**Exercise details**.
In the records below, find the line that contains "Identify every tall grass in the frame.", then write out that line and each one after it exactly, up to and including the last.

◆ ◆ ◆

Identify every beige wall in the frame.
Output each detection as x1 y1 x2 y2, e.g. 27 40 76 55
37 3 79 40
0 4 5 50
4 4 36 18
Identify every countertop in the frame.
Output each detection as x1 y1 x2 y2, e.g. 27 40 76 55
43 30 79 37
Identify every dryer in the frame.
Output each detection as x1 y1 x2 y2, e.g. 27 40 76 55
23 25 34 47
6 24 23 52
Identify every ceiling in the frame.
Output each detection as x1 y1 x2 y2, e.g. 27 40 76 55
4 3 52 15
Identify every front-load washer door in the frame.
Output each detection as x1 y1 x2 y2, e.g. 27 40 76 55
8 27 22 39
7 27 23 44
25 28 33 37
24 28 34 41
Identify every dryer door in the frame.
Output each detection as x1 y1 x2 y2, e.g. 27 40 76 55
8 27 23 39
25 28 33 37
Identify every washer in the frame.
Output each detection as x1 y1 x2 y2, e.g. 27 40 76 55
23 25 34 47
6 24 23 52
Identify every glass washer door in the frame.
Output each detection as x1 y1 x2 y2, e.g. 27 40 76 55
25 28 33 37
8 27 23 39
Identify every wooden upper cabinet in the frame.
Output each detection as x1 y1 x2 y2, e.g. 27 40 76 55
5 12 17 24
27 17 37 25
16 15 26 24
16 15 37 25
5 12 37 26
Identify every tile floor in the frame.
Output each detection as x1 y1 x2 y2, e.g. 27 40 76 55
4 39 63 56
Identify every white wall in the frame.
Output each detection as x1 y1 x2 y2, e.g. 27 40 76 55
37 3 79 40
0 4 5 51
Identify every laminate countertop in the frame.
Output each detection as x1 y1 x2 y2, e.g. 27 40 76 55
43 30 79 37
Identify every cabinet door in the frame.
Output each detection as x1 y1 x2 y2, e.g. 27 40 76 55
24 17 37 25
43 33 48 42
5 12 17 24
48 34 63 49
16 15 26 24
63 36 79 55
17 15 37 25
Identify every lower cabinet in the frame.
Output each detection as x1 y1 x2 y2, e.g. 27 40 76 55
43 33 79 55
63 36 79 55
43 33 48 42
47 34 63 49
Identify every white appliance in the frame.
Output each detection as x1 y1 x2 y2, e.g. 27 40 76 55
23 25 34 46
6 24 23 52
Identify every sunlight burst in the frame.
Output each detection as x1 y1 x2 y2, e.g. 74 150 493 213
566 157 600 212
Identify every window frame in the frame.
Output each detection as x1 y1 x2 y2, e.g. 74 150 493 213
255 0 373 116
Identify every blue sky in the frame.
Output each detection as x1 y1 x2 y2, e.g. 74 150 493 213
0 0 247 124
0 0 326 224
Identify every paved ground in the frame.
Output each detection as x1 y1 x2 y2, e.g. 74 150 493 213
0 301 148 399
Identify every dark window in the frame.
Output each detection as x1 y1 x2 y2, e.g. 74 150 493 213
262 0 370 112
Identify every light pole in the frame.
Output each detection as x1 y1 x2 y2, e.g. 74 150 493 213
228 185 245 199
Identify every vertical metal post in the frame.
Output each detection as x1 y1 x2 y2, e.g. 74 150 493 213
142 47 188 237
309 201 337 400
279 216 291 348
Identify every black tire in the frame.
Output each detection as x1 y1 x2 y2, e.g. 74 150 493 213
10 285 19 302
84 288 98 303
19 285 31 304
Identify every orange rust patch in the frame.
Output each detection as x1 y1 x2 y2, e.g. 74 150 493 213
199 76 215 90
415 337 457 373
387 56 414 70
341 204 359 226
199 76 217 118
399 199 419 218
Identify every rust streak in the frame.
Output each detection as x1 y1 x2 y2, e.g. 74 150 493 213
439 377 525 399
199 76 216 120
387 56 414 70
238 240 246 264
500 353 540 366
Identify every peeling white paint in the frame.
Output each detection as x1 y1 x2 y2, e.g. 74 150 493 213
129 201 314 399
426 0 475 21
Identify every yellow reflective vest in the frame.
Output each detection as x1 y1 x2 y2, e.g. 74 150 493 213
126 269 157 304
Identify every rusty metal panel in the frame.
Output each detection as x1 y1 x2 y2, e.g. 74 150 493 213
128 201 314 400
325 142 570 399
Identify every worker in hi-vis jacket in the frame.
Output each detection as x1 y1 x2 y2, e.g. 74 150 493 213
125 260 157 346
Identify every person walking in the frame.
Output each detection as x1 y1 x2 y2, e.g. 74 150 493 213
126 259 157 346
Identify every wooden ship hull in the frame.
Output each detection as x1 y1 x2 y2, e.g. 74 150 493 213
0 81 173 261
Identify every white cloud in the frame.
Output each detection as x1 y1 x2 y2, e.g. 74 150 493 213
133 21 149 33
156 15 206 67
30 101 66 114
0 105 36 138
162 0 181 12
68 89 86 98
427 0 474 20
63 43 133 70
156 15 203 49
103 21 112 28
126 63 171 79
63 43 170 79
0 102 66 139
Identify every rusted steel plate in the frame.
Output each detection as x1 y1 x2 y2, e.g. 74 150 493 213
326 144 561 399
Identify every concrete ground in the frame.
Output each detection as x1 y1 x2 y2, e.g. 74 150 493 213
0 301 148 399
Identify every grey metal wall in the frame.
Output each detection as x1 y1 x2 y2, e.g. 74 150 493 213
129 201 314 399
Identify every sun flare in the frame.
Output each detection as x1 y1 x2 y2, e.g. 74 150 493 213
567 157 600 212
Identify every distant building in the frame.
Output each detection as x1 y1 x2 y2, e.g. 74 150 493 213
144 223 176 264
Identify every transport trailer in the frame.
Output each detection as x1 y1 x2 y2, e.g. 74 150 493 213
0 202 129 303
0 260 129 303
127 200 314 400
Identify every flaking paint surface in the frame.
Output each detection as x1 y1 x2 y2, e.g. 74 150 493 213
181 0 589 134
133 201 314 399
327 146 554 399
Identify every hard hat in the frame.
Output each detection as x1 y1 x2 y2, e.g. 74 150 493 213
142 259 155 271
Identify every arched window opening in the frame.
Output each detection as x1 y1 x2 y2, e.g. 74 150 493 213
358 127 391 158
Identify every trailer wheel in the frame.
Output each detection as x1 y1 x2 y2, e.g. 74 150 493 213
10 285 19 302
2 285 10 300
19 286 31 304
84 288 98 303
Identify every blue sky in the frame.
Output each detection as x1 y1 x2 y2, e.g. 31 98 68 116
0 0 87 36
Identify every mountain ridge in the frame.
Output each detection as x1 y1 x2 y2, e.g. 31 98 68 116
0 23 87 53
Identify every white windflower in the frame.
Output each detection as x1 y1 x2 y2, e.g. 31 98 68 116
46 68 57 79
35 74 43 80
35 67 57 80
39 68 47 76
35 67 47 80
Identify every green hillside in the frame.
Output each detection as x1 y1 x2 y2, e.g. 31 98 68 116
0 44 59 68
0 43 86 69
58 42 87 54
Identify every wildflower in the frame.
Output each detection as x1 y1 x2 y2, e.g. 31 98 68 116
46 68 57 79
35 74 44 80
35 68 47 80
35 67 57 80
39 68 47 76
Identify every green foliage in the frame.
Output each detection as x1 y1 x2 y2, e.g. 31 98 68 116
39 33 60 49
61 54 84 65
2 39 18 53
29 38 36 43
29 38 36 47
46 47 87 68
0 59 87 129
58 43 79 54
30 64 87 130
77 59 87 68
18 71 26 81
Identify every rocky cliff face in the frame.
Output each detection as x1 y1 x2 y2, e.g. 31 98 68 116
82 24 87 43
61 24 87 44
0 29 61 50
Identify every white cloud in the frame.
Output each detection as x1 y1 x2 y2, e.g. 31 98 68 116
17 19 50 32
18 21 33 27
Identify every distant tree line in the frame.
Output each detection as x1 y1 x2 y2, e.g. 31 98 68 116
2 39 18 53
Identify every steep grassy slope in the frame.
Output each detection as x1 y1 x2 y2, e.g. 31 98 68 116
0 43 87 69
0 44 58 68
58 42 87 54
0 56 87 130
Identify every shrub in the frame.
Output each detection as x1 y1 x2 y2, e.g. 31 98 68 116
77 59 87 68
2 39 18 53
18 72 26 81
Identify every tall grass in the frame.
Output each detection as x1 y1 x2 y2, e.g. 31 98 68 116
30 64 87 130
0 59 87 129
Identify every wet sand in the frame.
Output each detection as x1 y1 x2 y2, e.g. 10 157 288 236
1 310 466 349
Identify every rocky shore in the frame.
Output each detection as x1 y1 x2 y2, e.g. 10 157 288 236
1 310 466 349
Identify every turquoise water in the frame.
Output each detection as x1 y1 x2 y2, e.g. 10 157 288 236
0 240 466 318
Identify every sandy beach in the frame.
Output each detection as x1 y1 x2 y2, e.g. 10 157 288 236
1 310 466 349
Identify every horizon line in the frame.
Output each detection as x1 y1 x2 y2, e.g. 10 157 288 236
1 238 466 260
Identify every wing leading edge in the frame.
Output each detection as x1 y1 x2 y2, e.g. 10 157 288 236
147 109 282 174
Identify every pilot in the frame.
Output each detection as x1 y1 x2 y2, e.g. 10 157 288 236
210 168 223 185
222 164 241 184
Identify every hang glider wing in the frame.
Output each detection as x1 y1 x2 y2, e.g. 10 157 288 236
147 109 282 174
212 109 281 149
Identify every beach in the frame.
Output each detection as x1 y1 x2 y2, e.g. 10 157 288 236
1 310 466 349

◆ ◆ ◆

**Written answer**.
Identify every tall grass in the frame.
Output each detection as x1 y1 x2 y2, e.g. 31 98 68 116
30 64 87 130
0 59 87 129
Identify every wet sand in the frame.
Output each detection as x1 y1 x2 y2, e.g. 10 157 288 236
1 310 466 349
Identify every rocky shore in the frame.
Output each detection as x1 y1 x2 y2, e.g. 10 157 288 236
1 310 466 349
Identify every turquoise water in the frame.
Output each detection as x1 y1 x2 y2, e.g. 10 157 288 236
0 240 466 318
Identify every sandy beach in the frame.
Output each detection as x1 y1 x2 y2, e.g. 10 157 288 236
1 310 466 349
Identify every horizon line in the frame.
Output each detection as x1 y1 x2 y2, e.g. 10 157 288 236
1 238 466 260
Identify every wing leading edge in the frame.
Output each detection as x1 y1 x2 y2, e.g. 10 157 288 236
147 109 282 174
Identify every pilot in the frame.
Output each detection as x1 y1 x2 y2, e.g. 10 157 288 236
210 168 223 185
222 164 241 184
Identify every hang glider wing in the frame.
Output each detection as x1 y1 x2 y2, e.g. 10 157 288 236
147 109 282 174
212 109 281 149
Identify every beach in the frame.
Output each detection as x1 y1 x2 y2, e.g. 10 157 288 236
1 310 466 349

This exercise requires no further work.